**CONSIGNES:**
Répondez à ces questions à partir de l'article sur le label Pavane ci-dessous :
1. En quelle année le label Pavane a-t-il été fondé ?
2. Dans quelle ville Cyprien Katsaris a-t-il enregistré les six Sonatines viennoises de Mozart ?
3. Quelle œuvre Evgueny Moguilewsky a-t-il jouée en finale du Concours Reine Elisabeth ?

**TEXTE DE LA PAGE:**
..........
Le label Pavane fête ses 40 ans avec une nouvelle
collection
Il n’y a pas que la firme Dynamic
qui fête ses quarante ans d’existence ; c’est le cas aussi du label
Pavane, fondé en 1978 par Antoine de Wouters d’Oplinter. Après son décès, son
fils a repris le flambeau de cette maison belge, que tout mélomane digne de ce
nom connaît, puisque Bertrand de Wouters d’Oplinter est aussi l’un des rares
disquaires de métier qui honorent encore la profession. Fréquenter « La
Boîte à musique », située au Coudenberg, tout près du Palais des
Beaux-Arts de Bruxelles, est un passage obligé. Le copieux catalogue de la
maison Pavane s’était enrichi il y a quelques années d’une section
« Musica Ficta » consacrée à la musique ancienne. Aujourd’hui, ce
dynamique label quadragénaire inaugure une collection, « Pavane
Anthologia », avec une série de rééditions consacrées à quatre pianistes
qui ont pour point commun d’avoir participé au Concours Reine Elisabeth et de
figurer comme lauréats à son palmarès. A l’abri de pochettes d’une élégante
sobriété, on trouve des enregistrements de Youri Egorov, Cyprien Katsaris,
Alexander Melnikov et Evgueny Moguilevsky. Une brochette de grands talents à un
prix démocratique !
Né en 1951, Cyprien Katsaris fut
lauréat du Concours Reine Elisabeth en 1972. On connaît le fil de sa brillante
carrière. C’est à Gand en 1974, sur un piano Steinway, que furent gravées les
six Sonatines viennoises de Mozart
(ADW 4002) dont la genèse est décrite dans une notice qui accompagne ce CD et à
laquelle nous renvoyons le lecteur. Ces œuvres ne portent pas de numéros du
catalogue Köchel, il s’agit en réalité d’arrangements de Divertimenti qui ne
furent publiés qu’en 1805, après la mort de Mozart, et connurent quelques péripéties
éditoriales ultérieures. Ce disque de 1974 était une première mondiale. Ces
pièces à l’écoute agréable ne figurent sans doute pas au nombre des
chefs-d’œuvre mozartiens, mais Katsaris parvient à en faire miroiter le charme
et la subtilité.
Evgueny Moguilewsky, né en 1945,
remporta le Concours Reine Elisabeth en 1968, après avoir joué en finale le
Concerto n° 3 de Rachmaninov. A Moscou, ses professeurs furent Heinrich Neuhaus
puis Iakov Zak. Après s’être produit en soliste, notamment avec Svetlanov lors
d’une tournée européenne, il fut interdit de sortie d’URSS à partir de 1980 par
les autorités communistes, et ce pendant plusieurs années. Après la chute du
mur de Berlin, on le retrouva dès 1992 dans notre pays, où il devint professeur
au Conservatoire de Bruxelles. C’est son Chopin (ADW 4003), enregistré au
Studio Flagey en 1991, que Pavane propose dans un copieux programme : la
Polonaise-fantaisie op. 61, la Berceuse op. 57, les Mazurkas op. 17 n° 4 et op.
..........
Données d'annotation par points:

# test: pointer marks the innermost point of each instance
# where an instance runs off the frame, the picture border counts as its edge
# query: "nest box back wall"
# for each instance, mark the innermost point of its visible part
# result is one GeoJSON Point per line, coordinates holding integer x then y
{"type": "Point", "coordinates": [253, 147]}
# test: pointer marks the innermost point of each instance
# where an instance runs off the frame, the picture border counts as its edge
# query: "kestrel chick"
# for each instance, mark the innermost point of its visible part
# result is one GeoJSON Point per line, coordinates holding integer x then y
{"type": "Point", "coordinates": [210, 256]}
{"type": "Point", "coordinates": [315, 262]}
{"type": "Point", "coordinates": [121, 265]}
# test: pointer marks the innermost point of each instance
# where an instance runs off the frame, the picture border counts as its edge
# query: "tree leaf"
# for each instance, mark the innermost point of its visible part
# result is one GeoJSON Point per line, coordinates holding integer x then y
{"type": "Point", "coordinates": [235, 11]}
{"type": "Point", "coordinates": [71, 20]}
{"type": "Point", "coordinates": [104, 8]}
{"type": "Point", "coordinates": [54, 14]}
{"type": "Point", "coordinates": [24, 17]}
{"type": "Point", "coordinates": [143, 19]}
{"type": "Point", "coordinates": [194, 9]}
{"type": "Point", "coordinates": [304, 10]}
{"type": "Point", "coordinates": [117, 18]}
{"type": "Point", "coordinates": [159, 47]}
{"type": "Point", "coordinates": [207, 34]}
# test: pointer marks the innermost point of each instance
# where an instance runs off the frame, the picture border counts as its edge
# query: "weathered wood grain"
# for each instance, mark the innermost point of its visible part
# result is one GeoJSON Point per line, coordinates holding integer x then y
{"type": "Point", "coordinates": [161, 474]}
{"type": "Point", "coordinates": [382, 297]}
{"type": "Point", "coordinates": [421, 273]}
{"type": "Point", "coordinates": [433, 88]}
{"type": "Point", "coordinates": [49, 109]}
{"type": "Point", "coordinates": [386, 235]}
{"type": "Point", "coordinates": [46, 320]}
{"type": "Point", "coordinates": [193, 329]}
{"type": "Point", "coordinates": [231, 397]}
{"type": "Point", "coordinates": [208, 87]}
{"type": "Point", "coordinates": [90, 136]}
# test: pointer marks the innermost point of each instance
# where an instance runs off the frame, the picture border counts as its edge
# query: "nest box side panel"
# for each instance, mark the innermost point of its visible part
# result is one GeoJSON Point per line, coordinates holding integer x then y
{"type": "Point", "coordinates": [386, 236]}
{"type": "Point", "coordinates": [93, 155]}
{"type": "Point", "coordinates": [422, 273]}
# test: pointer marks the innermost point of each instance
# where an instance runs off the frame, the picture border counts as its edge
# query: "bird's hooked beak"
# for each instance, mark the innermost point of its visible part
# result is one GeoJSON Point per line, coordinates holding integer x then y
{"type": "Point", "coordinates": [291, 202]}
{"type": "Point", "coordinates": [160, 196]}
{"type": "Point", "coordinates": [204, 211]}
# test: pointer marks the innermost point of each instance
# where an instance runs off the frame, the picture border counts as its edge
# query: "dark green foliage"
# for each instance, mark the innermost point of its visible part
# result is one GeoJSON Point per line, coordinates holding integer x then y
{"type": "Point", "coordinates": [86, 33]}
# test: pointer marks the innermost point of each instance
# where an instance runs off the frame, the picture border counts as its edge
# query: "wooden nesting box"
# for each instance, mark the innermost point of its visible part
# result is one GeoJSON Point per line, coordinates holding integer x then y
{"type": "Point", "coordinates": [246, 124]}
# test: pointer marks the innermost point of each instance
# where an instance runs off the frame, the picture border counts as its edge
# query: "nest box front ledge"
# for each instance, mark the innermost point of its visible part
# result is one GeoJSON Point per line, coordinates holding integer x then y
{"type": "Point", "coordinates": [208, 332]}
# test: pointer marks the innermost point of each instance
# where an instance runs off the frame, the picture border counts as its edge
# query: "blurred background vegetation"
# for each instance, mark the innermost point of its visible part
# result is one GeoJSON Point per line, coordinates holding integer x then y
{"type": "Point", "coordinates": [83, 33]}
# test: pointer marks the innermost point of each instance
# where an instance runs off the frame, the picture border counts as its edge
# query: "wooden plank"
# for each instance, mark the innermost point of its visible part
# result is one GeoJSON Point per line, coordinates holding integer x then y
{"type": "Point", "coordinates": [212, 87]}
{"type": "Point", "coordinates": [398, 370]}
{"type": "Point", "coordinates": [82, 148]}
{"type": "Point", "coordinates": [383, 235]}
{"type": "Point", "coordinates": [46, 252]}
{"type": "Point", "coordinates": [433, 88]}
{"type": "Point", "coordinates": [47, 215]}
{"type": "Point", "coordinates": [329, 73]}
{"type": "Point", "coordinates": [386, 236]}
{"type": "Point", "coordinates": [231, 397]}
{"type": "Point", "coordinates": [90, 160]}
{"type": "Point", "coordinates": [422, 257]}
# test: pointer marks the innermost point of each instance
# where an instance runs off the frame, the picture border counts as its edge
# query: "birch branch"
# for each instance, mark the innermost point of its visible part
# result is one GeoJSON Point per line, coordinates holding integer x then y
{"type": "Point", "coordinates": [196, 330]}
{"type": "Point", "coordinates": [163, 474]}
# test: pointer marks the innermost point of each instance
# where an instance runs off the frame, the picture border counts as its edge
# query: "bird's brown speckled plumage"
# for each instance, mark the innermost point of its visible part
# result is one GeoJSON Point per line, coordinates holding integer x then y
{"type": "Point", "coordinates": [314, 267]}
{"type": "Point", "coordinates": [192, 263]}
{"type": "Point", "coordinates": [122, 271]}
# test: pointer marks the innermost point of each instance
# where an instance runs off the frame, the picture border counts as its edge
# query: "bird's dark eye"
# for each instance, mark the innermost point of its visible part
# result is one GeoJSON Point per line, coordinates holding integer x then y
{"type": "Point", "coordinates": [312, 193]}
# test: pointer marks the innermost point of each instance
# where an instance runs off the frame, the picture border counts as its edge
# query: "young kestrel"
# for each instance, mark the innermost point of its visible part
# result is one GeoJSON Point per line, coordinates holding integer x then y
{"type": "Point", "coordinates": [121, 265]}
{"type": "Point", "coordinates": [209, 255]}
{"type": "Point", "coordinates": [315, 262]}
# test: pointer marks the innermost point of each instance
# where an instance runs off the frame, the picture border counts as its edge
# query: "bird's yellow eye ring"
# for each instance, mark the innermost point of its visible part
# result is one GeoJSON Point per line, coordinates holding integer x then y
..........
**RÉSULTAT:**
1. En 1978.
2. À Gand.
3. Le Concerto n° 3 de Rachmaninov.